WHAT IS NEEDED
Lines from the start of the data through the line containing "positive clicks: (188, 118) (230, 119)" must be given again exactly. Leave the others out.

(Beginning of RECORDS FOR PROCESSING)

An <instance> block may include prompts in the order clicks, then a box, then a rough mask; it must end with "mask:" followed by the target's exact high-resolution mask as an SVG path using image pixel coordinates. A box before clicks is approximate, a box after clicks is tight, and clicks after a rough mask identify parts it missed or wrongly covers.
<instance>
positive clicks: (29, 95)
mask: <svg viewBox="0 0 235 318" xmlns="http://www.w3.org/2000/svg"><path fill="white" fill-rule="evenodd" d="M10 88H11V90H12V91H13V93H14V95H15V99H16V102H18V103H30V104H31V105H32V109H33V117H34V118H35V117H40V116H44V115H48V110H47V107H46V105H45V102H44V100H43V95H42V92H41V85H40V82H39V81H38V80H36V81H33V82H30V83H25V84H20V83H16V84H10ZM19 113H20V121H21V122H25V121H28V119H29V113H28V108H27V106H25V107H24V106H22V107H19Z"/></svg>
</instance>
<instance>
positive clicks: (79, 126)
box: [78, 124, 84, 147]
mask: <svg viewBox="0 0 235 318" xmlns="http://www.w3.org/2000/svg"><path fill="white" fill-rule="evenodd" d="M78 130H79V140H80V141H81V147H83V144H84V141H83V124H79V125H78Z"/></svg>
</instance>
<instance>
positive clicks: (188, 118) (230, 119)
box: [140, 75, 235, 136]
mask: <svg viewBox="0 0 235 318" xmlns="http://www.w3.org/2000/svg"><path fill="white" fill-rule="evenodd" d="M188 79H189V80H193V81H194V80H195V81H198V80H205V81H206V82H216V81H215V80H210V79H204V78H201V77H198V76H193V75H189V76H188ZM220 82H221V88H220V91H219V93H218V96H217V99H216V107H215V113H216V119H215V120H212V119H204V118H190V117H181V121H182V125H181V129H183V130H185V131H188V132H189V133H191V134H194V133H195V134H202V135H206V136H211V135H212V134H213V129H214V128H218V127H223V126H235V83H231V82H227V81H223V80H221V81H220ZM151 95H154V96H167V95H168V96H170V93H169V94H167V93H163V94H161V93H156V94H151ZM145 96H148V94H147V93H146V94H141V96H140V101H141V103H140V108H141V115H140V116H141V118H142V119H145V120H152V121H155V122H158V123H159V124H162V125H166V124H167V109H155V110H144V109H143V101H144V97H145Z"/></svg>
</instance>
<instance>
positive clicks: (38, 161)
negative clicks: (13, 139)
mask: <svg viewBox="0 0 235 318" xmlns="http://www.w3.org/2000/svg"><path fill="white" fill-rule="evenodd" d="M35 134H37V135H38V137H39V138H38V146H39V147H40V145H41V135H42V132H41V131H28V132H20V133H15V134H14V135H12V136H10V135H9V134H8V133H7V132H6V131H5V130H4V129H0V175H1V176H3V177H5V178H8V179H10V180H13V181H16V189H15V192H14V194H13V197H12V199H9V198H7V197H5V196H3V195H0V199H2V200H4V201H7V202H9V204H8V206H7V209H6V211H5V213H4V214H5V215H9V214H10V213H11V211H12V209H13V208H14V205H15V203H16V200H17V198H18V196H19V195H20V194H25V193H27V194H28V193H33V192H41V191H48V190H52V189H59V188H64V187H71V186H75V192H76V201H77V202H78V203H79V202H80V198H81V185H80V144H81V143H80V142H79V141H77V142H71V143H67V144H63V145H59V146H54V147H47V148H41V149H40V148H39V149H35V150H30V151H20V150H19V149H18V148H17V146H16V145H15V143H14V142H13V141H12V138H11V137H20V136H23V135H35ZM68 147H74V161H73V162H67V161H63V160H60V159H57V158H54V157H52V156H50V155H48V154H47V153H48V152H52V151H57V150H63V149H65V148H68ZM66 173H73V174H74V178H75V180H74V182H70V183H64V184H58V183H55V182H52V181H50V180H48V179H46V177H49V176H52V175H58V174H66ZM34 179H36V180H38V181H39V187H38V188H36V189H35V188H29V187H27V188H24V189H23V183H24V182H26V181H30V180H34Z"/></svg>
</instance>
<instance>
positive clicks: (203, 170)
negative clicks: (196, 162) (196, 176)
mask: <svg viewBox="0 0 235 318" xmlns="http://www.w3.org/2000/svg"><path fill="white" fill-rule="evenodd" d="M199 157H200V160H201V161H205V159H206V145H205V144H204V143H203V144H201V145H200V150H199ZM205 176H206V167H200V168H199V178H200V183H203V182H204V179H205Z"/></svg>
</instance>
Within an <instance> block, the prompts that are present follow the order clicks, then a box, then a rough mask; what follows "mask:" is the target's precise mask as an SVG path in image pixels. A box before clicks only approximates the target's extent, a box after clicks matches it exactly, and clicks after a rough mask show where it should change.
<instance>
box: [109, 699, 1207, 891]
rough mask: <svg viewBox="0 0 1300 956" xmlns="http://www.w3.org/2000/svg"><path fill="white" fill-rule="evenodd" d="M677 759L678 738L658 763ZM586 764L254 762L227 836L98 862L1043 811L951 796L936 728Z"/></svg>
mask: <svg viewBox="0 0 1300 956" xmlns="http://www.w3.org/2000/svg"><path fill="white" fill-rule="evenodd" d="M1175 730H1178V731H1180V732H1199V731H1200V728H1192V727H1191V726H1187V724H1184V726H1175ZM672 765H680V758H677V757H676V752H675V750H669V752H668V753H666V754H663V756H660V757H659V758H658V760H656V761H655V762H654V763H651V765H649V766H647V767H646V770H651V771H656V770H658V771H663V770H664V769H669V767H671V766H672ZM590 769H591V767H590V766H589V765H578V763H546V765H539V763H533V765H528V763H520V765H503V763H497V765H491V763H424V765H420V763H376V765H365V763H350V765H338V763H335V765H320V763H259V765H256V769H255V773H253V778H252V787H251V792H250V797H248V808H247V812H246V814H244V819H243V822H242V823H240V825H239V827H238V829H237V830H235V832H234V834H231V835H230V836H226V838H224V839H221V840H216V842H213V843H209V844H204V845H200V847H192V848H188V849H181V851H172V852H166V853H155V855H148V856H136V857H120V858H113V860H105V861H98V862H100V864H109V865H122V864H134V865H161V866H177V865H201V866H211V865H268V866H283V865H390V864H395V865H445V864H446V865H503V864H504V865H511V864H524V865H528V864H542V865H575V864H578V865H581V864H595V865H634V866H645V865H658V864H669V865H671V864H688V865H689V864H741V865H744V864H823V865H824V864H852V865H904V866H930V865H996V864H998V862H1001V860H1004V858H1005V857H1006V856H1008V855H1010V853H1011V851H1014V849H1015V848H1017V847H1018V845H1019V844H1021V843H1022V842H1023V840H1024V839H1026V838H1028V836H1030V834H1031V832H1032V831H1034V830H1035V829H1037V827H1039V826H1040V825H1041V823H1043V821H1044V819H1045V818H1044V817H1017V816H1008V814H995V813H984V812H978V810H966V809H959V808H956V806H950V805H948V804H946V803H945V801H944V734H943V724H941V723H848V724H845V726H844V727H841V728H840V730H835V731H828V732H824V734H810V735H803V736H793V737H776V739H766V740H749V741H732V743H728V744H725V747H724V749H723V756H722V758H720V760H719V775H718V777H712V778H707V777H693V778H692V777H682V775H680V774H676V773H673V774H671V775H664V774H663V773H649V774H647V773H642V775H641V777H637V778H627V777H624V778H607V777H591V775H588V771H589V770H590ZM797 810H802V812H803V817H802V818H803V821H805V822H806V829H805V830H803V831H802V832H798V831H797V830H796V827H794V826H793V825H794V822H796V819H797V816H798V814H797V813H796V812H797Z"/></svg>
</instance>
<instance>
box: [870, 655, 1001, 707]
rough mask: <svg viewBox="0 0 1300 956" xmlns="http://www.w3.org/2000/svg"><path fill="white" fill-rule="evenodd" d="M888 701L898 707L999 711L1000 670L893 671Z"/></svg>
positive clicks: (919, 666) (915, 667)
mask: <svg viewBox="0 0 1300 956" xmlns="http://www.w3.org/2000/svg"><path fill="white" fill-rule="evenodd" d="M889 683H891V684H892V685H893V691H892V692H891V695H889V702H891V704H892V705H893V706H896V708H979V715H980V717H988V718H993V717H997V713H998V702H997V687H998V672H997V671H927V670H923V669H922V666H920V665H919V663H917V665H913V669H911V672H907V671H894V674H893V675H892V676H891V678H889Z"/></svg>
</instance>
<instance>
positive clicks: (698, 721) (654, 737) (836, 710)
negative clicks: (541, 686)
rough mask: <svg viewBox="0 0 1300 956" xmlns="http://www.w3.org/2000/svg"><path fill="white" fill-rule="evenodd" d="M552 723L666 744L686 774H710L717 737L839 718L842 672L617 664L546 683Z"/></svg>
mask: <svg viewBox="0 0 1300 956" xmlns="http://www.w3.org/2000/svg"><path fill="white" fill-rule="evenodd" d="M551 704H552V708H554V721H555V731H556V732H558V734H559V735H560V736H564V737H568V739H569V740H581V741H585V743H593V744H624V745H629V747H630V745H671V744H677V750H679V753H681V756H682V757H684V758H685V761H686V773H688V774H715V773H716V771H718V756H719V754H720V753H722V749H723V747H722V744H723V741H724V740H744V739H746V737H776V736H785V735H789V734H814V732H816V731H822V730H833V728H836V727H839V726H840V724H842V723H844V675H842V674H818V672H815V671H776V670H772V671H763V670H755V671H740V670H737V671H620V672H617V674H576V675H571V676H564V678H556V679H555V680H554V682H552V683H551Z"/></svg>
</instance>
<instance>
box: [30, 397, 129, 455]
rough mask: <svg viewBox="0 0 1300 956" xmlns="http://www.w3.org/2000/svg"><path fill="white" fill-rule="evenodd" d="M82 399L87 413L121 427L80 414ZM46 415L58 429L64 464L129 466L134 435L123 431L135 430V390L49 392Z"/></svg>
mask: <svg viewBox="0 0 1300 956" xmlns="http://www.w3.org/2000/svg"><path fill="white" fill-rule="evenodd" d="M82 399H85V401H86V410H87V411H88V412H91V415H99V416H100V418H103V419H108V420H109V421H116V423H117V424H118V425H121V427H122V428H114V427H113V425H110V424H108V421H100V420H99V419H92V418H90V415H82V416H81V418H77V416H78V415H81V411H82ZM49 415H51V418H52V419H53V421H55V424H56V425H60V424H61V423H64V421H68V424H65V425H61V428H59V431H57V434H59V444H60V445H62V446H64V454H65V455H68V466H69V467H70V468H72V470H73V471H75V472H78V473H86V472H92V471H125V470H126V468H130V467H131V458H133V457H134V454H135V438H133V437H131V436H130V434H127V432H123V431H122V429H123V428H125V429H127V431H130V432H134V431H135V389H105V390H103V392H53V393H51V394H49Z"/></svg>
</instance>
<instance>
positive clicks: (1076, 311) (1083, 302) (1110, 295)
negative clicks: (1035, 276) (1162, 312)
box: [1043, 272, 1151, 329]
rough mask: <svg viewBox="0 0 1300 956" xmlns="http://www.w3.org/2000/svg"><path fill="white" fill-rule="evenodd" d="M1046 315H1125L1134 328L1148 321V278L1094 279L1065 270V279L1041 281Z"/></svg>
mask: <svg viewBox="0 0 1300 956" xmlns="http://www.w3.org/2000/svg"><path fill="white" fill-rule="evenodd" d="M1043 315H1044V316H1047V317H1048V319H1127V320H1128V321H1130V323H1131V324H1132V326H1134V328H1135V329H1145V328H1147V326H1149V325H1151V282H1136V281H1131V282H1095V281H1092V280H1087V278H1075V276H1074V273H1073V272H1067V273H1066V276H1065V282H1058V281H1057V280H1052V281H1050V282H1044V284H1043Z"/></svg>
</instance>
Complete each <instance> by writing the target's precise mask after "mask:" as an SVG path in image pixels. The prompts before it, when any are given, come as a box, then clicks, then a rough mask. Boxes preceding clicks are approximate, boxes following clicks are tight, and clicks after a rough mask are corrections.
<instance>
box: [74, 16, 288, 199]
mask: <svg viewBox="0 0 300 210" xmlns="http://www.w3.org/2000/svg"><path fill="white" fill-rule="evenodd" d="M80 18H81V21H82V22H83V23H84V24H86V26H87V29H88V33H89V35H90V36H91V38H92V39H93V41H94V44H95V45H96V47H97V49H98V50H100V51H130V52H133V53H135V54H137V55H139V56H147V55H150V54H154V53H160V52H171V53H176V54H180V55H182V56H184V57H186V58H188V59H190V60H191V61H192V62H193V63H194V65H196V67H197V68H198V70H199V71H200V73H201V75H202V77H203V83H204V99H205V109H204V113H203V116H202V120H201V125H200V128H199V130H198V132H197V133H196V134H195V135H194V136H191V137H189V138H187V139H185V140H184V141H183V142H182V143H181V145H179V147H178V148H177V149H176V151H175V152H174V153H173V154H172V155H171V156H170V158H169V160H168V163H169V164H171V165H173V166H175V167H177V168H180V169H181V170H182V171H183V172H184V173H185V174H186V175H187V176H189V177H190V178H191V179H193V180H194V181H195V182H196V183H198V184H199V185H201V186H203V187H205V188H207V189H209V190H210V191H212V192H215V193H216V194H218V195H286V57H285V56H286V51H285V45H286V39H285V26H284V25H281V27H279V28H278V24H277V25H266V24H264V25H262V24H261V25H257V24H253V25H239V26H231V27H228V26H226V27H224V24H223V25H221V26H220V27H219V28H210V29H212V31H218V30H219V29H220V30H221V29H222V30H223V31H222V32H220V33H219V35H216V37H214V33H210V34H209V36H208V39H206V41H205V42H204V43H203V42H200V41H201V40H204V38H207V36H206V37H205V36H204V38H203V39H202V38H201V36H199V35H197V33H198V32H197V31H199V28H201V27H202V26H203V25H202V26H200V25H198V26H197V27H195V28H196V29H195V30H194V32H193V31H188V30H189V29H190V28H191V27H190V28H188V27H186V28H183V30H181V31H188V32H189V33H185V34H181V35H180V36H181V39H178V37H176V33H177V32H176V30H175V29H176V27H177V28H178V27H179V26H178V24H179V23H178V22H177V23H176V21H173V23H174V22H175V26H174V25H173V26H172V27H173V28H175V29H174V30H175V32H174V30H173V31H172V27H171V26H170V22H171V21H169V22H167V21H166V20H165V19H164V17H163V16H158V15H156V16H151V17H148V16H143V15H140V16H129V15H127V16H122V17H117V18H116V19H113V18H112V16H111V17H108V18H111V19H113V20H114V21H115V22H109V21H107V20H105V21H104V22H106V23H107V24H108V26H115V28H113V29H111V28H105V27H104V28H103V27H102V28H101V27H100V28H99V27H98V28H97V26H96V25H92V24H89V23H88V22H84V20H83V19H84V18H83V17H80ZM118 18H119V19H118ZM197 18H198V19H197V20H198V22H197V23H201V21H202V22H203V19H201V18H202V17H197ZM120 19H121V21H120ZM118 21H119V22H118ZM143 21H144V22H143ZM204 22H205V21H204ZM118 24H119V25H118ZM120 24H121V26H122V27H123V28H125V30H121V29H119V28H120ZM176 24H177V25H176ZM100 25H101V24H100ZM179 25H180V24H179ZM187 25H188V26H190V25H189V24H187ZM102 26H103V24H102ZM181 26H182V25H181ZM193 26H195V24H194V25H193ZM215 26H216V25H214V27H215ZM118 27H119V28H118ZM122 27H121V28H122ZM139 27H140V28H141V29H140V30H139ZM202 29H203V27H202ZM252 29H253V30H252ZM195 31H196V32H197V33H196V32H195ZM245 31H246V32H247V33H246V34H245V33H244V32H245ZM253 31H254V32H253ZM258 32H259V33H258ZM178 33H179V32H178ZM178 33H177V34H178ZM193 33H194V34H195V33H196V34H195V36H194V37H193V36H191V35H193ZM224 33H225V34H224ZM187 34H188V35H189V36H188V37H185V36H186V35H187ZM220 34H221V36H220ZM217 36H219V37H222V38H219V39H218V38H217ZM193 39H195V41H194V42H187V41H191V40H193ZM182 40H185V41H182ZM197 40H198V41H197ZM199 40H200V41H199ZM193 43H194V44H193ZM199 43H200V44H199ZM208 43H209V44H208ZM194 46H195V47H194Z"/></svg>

(End of RECORDS FOR PROCESSING)

THE ANSWER
An <instance> block may include prompts in the order clicks, then a box, then a rough mask; it must end with "mask:" followed by the target's exact high-resolution mask as an SVG path using image pixel coordinates. A box before clicks is approximate, a box after clicks is tight, and clicks after a rough mask identify parts it missed or wrongly covers.
<instance>
positive clicks: (29, 95)
mask: <svg viewBox="0 0 235 318" xmlns="http://www.w3.org/2000/svg"><path fill="white" fill-rule="evenodd" d="M10 88H11V90H12V91H13V93H14V95H15V99H16V102H18V103H30V104H31V105H32V109H33V117H34V118H35V117H40V116H44V115H48V110H47V107H46V105H45V102H44V100H43V95H42V92H41V85H40V82H39V81H38V80H36V81H33V82H30V83H25V84H20V83H16V84H10ZM19 113H20V121H21V122H25V121H28V119H29V113H28V108H27V106H25V107H24V106H22V107H19Z"/></svg>
</instance>
<instance>
positive clicks: (79, 126)
box: [78, 124, 84, 147]
mask: <svg viewBox="0 0 235 318" xmlns="http://www.w3.org/2000/svg"><path fill="white" fill-rule="evenodd" d="M78 130H79V140H80V141H81V147H83V144H84V141H83V124H79V125H78Z"/></svg>
</instance>
<instance>
positive clicks: (188, 118) (230, 119)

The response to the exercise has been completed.